> **WORK TO COMPLETE**
Repeat each record below exactly as given.
--- begin DATASET EXTRACT ---
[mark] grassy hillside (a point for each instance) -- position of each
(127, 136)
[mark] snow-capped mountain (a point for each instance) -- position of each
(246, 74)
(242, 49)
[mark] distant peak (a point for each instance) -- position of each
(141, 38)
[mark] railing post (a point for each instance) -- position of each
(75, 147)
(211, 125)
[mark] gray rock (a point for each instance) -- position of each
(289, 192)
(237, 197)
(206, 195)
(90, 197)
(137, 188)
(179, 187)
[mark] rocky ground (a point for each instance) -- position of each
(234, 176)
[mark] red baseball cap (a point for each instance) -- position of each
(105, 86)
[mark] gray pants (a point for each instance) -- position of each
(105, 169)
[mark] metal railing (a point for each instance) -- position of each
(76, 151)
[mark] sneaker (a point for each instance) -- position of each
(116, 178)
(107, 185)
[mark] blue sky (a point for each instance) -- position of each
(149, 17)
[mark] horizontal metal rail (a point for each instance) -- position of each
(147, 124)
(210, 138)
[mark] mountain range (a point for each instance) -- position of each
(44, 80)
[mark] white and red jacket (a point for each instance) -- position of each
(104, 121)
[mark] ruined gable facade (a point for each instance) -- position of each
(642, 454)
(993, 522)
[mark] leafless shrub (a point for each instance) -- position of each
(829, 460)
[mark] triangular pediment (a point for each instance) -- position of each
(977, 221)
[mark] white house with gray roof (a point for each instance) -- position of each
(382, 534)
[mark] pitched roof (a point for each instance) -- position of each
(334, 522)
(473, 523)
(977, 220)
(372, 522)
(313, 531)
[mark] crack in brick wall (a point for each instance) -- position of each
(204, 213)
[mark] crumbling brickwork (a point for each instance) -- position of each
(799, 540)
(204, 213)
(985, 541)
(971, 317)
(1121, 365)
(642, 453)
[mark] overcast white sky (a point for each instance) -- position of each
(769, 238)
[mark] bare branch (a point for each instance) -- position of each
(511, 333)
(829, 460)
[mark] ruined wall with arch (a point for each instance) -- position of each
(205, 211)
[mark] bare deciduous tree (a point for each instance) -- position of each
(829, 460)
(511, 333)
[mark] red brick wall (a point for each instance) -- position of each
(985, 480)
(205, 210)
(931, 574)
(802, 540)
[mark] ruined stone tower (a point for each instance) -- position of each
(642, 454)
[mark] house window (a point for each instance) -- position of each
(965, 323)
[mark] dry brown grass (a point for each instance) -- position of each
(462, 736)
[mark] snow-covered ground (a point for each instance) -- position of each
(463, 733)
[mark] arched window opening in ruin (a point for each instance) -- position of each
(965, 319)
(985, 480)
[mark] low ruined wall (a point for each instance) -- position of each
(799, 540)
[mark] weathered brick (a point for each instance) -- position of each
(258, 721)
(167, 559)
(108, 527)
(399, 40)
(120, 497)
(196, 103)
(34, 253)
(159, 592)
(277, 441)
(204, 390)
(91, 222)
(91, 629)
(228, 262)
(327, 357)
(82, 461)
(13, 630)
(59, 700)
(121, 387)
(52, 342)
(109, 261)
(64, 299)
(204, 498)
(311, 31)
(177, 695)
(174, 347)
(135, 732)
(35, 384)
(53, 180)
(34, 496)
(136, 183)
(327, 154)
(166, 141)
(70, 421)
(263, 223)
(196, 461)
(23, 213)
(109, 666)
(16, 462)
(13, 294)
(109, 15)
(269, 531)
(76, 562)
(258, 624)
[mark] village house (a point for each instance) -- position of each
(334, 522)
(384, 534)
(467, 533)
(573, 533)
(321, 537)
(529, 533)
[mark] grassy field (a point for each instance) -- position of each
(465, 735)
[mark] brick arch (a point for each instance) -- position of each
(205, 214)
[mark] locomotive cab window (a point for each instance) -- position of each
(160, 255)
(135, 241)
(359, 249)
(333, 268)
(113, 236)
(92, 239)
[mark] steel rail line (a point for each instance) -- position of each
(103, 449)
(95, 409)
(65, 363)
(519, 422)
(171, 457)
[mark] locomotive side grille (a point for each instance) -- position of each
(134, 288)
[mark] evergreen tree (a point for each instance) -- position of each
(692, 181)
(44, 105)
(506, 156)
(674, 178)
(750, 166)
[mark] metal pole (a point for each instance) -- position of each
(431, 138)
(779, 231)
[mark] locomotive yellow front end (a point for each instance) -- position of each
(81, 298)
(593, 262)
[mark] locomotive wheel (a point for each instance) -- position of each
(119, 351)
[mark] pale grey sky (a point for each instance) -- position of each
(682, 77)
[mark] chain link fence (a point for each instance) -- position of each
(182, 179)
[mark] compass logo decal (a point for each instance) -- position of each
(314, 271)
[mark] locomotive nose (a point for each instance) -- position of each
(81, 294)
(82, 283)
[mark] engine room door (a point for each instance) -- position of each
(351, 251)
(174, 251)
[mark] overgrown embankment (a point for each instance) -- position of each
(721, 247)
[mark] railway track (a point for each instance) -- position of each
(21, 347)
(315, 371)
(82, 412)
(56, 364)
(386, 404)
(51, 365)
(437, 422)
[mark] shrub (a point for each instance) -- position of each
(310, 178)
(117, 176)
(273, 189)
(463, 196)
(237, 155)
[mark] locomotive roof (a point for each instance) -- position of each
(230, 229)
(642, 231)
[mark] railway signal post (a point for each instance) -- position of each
--- end DATASET EXTRACT ---
> **SOLUTION**
[mark] grassy hillside (a point for each instance) -- position of each
(127, 136)
[mark] snow-capped mountain (a point for each instance) -- position of each
(246, 74)
(242, 49)
[mark] distant peak (a point for each instance) -- position of each
(141, 38)
[mark] railing post (a point for each instance) -- position of each
(75, 147)
(211, 125)
[mark] gray rock (a point for each instance) -- position of each
(289, 192)
(237, 197)
(206, 195)
(90, 197)
(137, 188)
(179, 187)
[mark] rocky ground (a point for each instance) -- position of each
(234, 176)
[mark] red baseball cap (a point for each instance) -- position of each
(105, 86)
[mark] gray pants (a point for each instance) -- position of each
(105, 169)
[mark] metal railing (a point for each instance) -- position of each
(76, 151)
[mark] sneaker (a point for each instance) -- position of each
(116, 178)
(107, 185)
[mark] blue sky (a point for each instance) -- position of each
(149, 17)
[mark] horizontal metal rail (a point for each instance) -- position of each
(147, 124)
(210, 138)
[mark] mountain range (a point for each instance) -- position of each
(44, 80)
[mark] white and red jacket (a point for each instance) -- position of each
(104, 121)
[mark] ruined gable facade (a point for each instance) -- position of each
(642, 454)
(993, 522)
[mark] leafless shrub (a point for each instance) -- position of each
(829, 460)
[mark] triangular pediment (a point for each instance) -- position of each
(977, 221)
[mark] white house with gray roof (a point for each instance) -- position of each
(382, 534)
[mark] pitched roof (a point for each instance) -- position of each
(334, 522)
(473, 523)
(977, 220)
(372, 522)
(313, 531)
[mark] crack in brick wall (a point for each instance) -- position of each
(204, 213)
[mark] crumbling brickwork (a point for each instance) -- position of each
(799, 540)
(204, 213)
(985, 541)
(971, 317)
(1121, 365)
(642, 453)
[mark] overcast white sky (a point for each instance) -- position of each
(769, 238)
[mark] bare branch (a point for each instance) -- position of each
(511, 333)
(829, 460)
[mark] ruined wall with arch (a point for each instance) -- position of each
(205, 211)
[mark] bare deciduous tree (a point for each instance) -- position of each
(829, 460)
(511, 333)
[mark] red brick wall (a point for each instance) -- position of each
(985, 480)
(205, 210)
(931, 574)
(802, 540)
[mark] ruined stone tower (a point for each instance) -- position of each
(642, 454)
[mark] house window (a point for each instance) -- position of each
(965, 323)
[mark] dry brown grass (a point for each instance) -- position of each
(462, 736)
[mark] snow-covered ground (a point for each instance) -- position of each
(463, 733)
[mark] arched window opening in ruin (a point for each instance) -- position of each
(965, 319)
(985, 480)
[mark] low ruined wall (a point for each instance) -- position of each
(799, 540)
[mark] weathered brick (a point for each instance) -- position of each
(258, 721)
(167, 559)
(108, 527)
(399, 40)
(120, 497)
(196, 103)
(34, 253)
(159, 592)
(277, 441)
(204, 390)
(91, 222)
(91, 629)
(228, 262)
(327, 357)
(82, 461)
(13, 630)
(59, 700)
(121, 387)
(52, 342)
(109, 261)
(64, 299)
(204, 498)
(311, 31)
(177, 695)
(174, 347)
(135, 732)
(35, 384)
(53, 180)
(34, 496)
(136, 183)
(327, 154)
(166, 141)
(70, 421)
(263, 223)
(196, 461)
(23, 213)
(109, 666)
(16, 462)
(13, 294)
(109, 15)
(269, 531)
(76, 562)
(258, 624)
[mark] village house (a point for each instance) -- position of each
(334, 522)
(384, 534)
(467, 533)
(573, 533)
(321, 537)
(529, 533)
[mark] grassy field (a point for each instance) -- position of each
(465, 735)
[mark] brick arch (a point for each instance) -- position of each
(205, 214)
[mark] locomotive cab window (a point for each instance) -- position of each
(160, 255)
(135, 241)
(359, 249)
(333, 268)
(113, 236)
(92, 239)
[mark] steel rail line (a point for each instance) -- position of each
(103, 449)
(95, 409)
(65, 363)
(519, 422)
(171, 457)
[mark] locomotive side grille (a point for each instance) -- position of each
(134, 288)
[mark] evergreen tree (a point for each instance) -- position of each
(692, 181)
(44, 105)
(506, 156)
(674, 178)
(750, 166)
[mark] metal pole (a point for each instance) -- position of each
(431, 138)
(779, 231)
[mark] locomotive yellow front end (a point for each instance) -- position of each
(81, 298)
(593, 262)
[mark] locomotive wheel (a point for each instance) -- position of each
(119, 351)
[mark] pale grey sky (a point for each instance) -- position of each
(682, 77)
[mark] chain link fence (a point for each instance) -- position of each
(182, 179)
[mark] compass logo decal (a point for each instance) -- position of each
(314, 271)
[mark] locomotive nose (a point for each instance) -- position of each
(81, 294)
(82, 283)
[mark] engine room door (a point for each instance) -- position of each
(351, 251)
(174, 251)
[mark] overgrown embankment (a point for each instance) -- position of each
(721, 247)
[mark] railway track (a point for each instance) -- position of each
(21, 347)
(315, 371)
(82, 412)
(56, 364)
(386, 404)
(51, 365)
(437, 422)
[mark] shrub (a point for each instance) -- position of each
(310, 178)
(117, 176)
(273, 189)
(463, 196)
(237, 155)
[mark] locomotive roof (a point for each instance) -- position of each
(230, 229)
(642, 231)
[mark] railway signal post (a point for each instance) -- position of each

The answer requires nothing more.